* Goal of the exercise
Transcribe the listing in full, word for word; pictures do not belong in the copy.

* Input for this task

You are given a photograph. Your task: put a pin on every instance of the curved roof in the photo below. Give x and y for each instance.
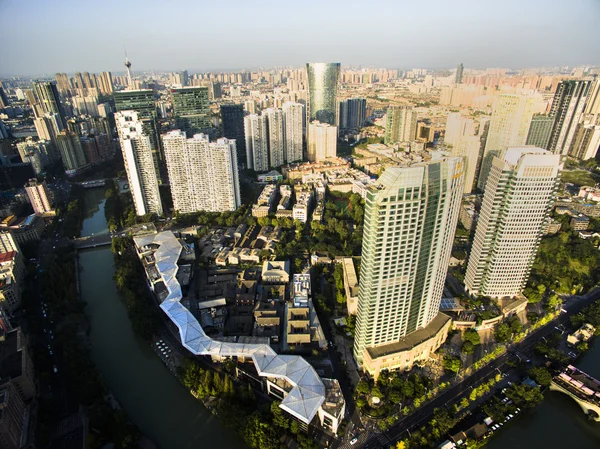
(308, 392)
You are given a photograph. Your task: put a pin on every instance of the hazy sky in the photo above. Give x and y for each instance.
(47, 36)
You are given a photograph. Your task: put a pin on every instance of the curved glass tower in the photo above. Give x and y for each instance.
(323, 78)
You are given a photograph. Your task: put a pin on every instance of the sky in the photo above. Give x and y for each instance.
(47, 36)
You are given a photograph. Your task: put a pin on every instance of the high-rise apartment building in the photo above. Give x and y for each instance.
(142, 102)
(232, 120)
(459, 71)
(191, 109)
(39, 196)
(567, 109)
(105, 83)
(139, 163)
(323, 82)
(509, 127)
(400, 125)
(539, 131)
(322, 141)
(410, 219)
(71, 153)
(293, 116)
(516, 205)
(276, 131)
(353, 113)
(257, 142)
(203, 174)
(47, 96)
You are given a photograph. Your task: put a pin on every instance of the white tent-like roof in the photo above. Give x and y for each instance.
(308, 392)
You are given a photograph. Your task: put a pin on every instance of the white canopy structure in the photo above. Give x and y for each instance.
(308, 393)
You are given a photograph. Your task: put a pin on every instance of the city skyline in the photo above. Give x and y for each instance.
(460, 32)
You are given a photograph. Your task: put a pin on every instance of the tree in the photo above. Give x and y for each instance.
(503, 333)
(541, 375)
(452, 364)
(524, 396)
(467, 347)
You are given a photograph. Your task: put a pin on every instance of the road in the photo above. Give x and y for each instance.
(460, 390)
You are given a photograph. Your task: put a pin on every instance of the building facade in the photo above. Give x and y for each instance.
(400, 125)
(567, 109)
(410, 220)
(257, 142)
(203, 175)
(293, 116)
(276, 130)
(323, 84)
(322, 141)
(39, 196)
(516, 204)
(509, 127)
(191, 109)
(139, 162)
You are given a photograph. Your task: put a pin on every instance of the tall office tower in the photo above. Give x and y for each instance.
(63, 84)
(191, 109)
(516, 204)
(400, 125)
(276, 130)
(215, 91)
(39, 196)
(3, 99)
(322, 141)
(459, 72)
(232, 120)
(142, 102)
(293, 115)
(353, 112)
(105, 83)
(47, 97)
(509, 127)
(71, 153)
(141, 170)
(410, 220)
(539, 130)
(203, 174)
(257, 146)
(586, 141)
(185, 78)
(323, 82)
(567, 109)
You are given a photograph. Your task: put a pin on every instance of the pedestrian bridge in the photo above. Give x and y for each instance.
(582, 387)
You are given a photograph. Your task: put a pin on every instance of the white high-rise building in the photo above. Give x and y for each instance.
(322, 141)
(139, 163)
(203, 175)
(516, 204)
(509, 127)
(257, 147)
(276, 136)
(410, 220)
(293, 114)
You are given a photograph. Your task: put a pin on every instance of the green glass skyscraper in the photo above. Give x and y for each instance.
(191, 109)
(323, 81)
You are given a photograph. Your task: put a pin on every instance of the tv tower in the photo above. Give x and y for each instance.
(128, 67)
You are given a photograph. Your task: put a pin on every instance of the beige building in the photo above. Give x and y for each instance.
(39, 197)
(322, 141)
(412, 348)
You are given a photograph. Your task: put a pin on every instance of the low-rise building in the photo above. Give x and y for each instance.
(276, 272)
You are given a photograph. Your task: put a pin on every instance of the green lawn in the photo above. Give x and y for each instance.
(580, 177)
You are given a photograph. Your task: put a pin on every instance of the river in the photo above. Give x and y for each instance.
(152, 397)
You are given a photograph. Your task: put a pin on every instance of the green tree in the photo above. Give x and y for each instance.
(541, 375)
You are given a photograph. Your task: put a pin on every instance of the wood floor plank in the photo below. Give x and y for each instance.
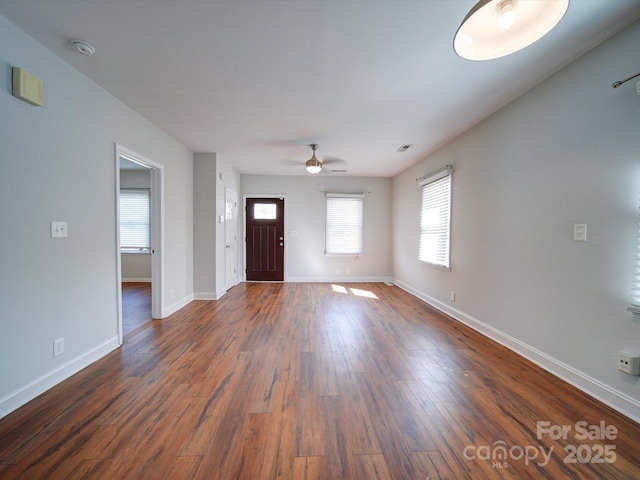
(308, 468)
(294, 381)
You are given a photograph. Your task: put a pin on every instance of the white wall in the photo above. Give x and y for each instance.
(305, 214)
(57, 163)
(566, 153)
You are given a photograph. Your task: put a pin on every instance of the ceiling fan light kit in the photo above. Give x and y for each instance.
(314, 165)
(82, 47)
(495, 28)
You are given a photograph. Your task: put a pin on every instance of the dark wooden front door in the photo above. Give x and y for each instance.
(265, 239)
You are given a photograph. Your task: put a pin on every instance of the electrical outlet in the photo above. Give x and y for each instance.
(58, 347)
(580, 232)
(59, 230)
(628, 363)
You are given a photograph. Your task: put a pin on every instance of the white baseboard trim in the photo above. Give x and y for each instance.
(25, 394)
(619, 401)
(205, 296)
(171, 309)
(338, 279)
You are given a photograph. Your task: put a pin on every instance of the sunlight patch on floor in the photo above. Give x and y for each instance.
(355, 291)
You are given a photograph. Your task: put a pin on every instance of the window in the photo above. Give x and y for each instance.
(344, 224)
(134, 221)
(635, 289)
(435, 218)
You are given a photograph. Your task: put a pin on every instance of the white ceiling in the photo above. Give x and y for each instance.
(257, 81)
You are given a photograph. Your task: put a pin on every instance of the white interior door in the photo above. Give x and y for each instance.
(231, 238)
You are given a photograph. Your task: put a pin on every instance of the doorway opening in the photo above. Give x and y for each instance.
(139, 216)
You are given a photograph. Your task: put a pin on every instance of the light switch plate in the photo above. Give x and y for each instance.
(26, 86)
(580, 232)
(59, 230)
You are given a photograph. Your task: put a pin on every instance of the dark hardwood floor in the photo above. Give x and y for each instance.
(304, 381)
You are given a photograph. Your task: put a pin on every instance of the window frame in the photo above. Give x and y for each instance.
(440, 183)
(330, 245)
(142, 249)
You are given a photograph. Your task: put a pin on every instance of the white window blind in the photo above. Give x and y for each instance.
(344, 224)
(134, 221)
(635, 288)
(435, 218)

* Task response
You are given a photograph. Your task: put a pin on every instance of the curved roof in the photo below. Give x and y for each instance.
(308, 392)
You are given a photograph. Your task: put a pin on every instance of the hazy sky in the photo above. Give x and y for each instance.
(47, 36)
You are given a photograph. Your task: put a pin on every instance of the curved glass tower in the photo above. Give x and y for each instance.
(323, 78)
You are given a photograph. Your task: put a pin on every instance of the sky in the photo above. Give x and y for each instance.
(47, 36)
You are given a photograph. Your task: put a pin on every instance of the high-rise apartment building in the photo above. Give x and y for each instance.
(142, 102)
(232, 120)
(459, 71)
(191, 109)
(39, 196)
(567, 109)
(105, 83)
(139, 163)
(323, 82)
(509, 127)
(400, 125)
(539, 131)
(322, 141)
(410, 219)
(71, 153)
(293, 116)
(516, 205)
(276, 131)
(353, 113)
(257, 142)
(203, 174)
(47, 96)
You are given a photograph. Your task: put a pin on every instance of the white tent-like roof in the photo above. Give x and y for each instance.
(308, 392)
You are given a photograph. Your task: put a pin on every instance of the white canopy structure in the photo above. Give x and y for each instance.
(308, 393)
You are given a photograph. Your task: put a pin on every instance of the city skyline in the photo above. Give x and y for each instance.
(460, 32)
You are given a photograph. Your task: put a pin on every instance of the tree in the photo above. Give x and y for each instance.
(503, 333)
(541, 375)
(452, 364)
(524, 396)
(467, 347)
You are given a photograph. Your task: put a pin on every instance of the road in the photo above. Give x and y for each instance.
(460, 390)
You are given a photograph. Your task: put a pin on every instance of the building facade in the photo above. Give x and y for each instance.
(400, 125)
(567, 109)
(410, 220)
(257, 142)
(203, 175)
(293, 116)
(276, 130)
(323, 84)
(322, 141)
(39, 196)
(516, 204)
(509, 127)
(191, 109)
(139, 162)
You are given a photograph. Your task: put a pin on every instance of the tall office tower in the photo above. Give x and y for each instance.
(63, 84)
(191, 109)
(516, 204)
(400, 125)
(276, 130)
(215, 91)
(39, 196)
(3, 99)
(322, 141)
(459, 72)
(232, 120)
(142, 102)
(293, 115)
(353, 112)
(105, 83)
(47, 97)
(509, 127)
(71, 153)
(141, 170)
(410, 220)
(539, 130)
(203, 174)
(257, 146)
(586, 141)
(185, 78)
(323, 82)
(567, 109)
You are given a photograph. Your task: put a pin on every instance of the pedestrian bridge in the photo above. Give x and y for each instance.
(582, 387)
You are given a photograph. Your task: put a pin on every instance of the white high-rise building in the photo above. Give x and y for each instance.
(322, 141)
(139, 163)
(203, 175)
(516, 204)
(509, 127)
(257, 147)
(276, 136)
(410, 220)
(293, 114)
You are given a photograph. Your task: put a pin on every instance of the green glass skyscraper in the photo above. Give x and y for each instance.
(191, 109)
(323, 81)
You are given a photograph. Your task: put a pin on every instance of the tv tower in the photo above. Give x and y for each instance.
(128, 67)
You are given a photograph. Your task: put a pin on every instance of the beige building in the photo above. Give x and y for each instance.
(39, 197)
(322, 141)
(412, 348)
You are given a photograph. Your task: put a pin on every instance of the low-rise building in the photo above. Give x and y for each instance.
(276, 272)
You are given a photograph. Your task: put a pin on every instance of the green lawn in the photo above. Give x and y for each instance.
(580, 177)
You are given a photograph. Your task: put a pin on every instance of the river in the photo above. Give x and y for each instance.
(152, 397)
You are given a photograph. Your task: put a pin on every instance of the green tree in the photo above. Give x and y for each instance.
(541, 375)
You are given a photograph. Your task: put a pin on every instance of the wood floor plank in the photo below. Give x and y for each instance.
(308, 468)
(294, 381)
You are given a photograph. Your task: put a pin on every instance of the white wall in the photo above. Give x and y for each instance.
(305, 214)
(57, 163)
(566, 153)
You are given a photograph. Your task: put a pin on every instance of the ceiling fan light kit in the photo above. Give x and y for each instance.
(314, 165)
(82, 47)
(495, 28)
You are given a photograph. Your task: put a pin on every instance of the dark wooden front door in the photo above. Give x and y for each instance.
(265, 239)
You are given a photograph. Your task: put a pin on every instance of the electrical outlet in the photo above. Give x and y for each instance.
(58, 347)
(580, 232)
(59, 230)
(628, 363)
You are given a photograph. Your task: put a pin on every instance of the white baseboard trim in the photo above. Give x and y for each instance.
(25, 394)
(619, 401)
(205, 296)
(171, 309)
(338, 279)
You are given a photograph. Your task: put a pin on every instance of the sunlight patch on floor in the photo above. Give x and y for each instance.
(355, 291)
You are given a photograph. Your task: put a pin on every instance of the window in the photo above. Give x and y for each instance.
(344, 224)
(134, 221)
(635, 289)
(435, 218)
You are given a photograph. Your task: put a pin on every instance of the white ceiling in the photo above. Give x and y for each instance.
(257, 81)
You are given a photograph. Your task: put a pin on every instance of the white interior door in the photo above. Give x and y for each instance.
(231, 238)
You are given a photograph. Your task: put a pin on every instance of the doorway opening in the photo above. Give x and y for each instance.
(139, 216)
You are given a photograph. Your task: put a pin on every instance of the light switch plate in the photo above. Give x and y for each instance.
(26, 86)
(580, 232)
(59, 230)
You are given a photograph. Your task: put a pin on every instance of the dark hardwood floor in the photo above. Give x and y for each instance.
(304, 381)
You are given a photograph. Your task: put a pin on every instance of the window frame in the photo above. Give x and y for each instance.
(440, 183)
(330, 245)
(142, 249)
You are given a photograph. Your task: put a pin on every instance of the white window blind in the photo above. Give x and y for each instance.
(344, 224)
(134, 221)
(635, 288)
(435, 218)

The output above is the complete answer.